▸ **ACTION ITEM**
Exact reproduction of all the data is needed.

-----

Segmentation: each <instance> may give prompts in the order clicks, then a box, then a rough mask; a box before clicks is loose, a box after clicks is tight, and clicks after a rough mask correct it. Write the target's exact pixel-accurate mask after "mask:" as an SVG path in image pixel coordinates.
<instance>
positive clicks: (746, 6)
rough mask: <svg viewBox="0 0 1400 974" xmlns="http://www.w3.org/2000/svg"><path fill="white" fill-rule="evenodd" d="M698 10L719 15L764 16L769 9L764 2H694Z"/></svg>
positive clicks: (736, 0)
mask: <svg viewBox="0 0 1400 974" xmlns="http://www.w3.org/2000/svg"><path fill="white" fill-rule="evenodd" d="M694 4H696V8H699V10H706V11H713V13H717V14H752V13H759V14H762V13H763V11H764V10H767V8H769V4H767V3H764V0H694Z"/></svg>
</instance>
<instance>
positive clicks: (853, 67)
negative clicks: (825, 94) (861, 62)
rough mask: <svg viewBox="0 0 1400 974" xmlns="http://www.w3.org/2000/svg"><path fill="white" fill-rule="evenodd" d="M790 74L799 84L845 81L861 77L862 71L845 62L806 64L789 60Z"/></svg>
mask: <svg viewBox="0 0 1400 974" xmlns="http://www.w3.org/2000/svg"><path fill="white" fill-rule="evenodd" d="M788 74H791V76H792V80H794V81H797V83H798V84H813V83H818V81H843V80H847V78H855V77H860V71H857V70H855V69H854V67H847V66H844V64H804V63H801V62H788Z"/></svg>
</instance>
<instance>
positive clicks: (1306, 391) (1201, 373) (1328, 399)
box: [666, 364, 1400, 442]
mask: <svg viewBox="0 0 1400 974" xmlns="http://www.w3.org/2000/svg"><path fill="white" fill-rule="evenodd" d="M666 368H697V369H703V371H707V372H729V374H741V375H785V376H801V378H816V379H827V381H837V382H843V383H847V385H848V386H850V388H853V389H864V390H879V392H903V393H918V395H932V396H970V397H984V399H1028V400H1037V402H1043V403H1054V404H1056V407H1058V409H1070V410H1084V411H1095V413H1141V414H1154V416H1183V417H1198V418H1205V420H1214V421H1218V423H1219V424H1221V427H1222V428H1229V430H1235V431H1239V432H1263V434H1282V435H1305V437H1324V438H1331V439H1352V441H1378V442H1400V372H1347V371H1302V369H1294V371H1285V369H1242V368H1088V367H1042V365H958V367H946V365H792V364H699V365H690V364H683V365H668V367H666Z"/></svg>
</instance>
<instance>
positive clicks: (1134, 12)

-----

▸ **EXERCISE OUTPUT**
Segmentation: each <instance> may give prompts in the order clicks, then a box, then a rough mask; a box before clicks is loose, a box after clicks is tight, and clicks after a rough mask correct it. Write the target's exact pixel-accurate mask after "mask:" as an SVG path in image pixel coordinates.
<instance>
positive clicks: (746, 6)
rough mask: <svg viewBox="0 0 1400 974" xmlns="http://www.w3.org/2000/svg"><path fill="white" fill-rule="evenodd" d="M698 10L719 15L764 16L769 9L764 2H694Z"/></svg>
positive clicks: (736, 0)
mask: <svg viewBox="0 0 1400 974" xmlns="http://www.w3.org/2000/svg"><path fill="white" fill-rule="evenodd" d="M694 4H696V8H699V10H706V11H713V13H717V14H752V13H759V14H762V13H763V11H764V10H767V8H769V4H767V3H764V0H694Z"/></svg>
</instance>
<instance>
positive clicks: (853, 67)
negative clicks: (825, 94) (861, 62)
rough mask: <svg viewBox="0 0 1400 974" xmlns="http://www.w3.org/2000/svg"><path fill="white" fill-rule="evenodd" d="M790 74L799 84L845 81L861 77L862 71L845 62L806 64L789 60Z"/></svg>
mask: <svg viewBox="0 0 1400 974" xmlns="http://www.w3.org/2000/svg"><path fill="white" fill-rule="evenodd" d="M788 74H791V76H792V80H794V81H797V83H798V84H813V83H818V81H843V80H847V78H855V77H860V71H857V70H855V69H854V67H847V66H844V64H804V63H801V62H788Z"/></svg>
</instance>
<instance>
positive clicks: (1306, 391) (1201, 373) (1328, 399)
box: [666, 364, 1400, 442]
mask: <svg viewBox="0 0 1400 974" xmlns="http://www.w3.org/2000/svg"><path fill="white" fill-rule="evenodd" d="M666 368H697V369H703V371H707V372H729V374H741V375H785V376H801V378H816V379H827V381H837V382H843V383H847V385H848V386H850V388H853V389H864V390H879V392H903V393H918V395H932V396H970V397H984V399H1028V400H1037V402H1043V403H1054V404H1056V407H1058V409H1070V410H1084V411H1095V413H1141V414H1154V416H1183V417H1198V418H1205V420H1214V421H1218V423H1219V424H1221V427H1222V428H1229V430H1235V431H1239V432H1263V434H1282V435H1305V437H1324V438H1331V439H1352V441H1378V442H1400V372H1347V371H1302V369H1294V371H1285V369H1242V368H1088V367H1042V365H958V367H946V365H792V364H699V365H690V364H683V365H668V367H666Z"/></svg>
</instance>
<instance>
positive clicks: (1134, 12)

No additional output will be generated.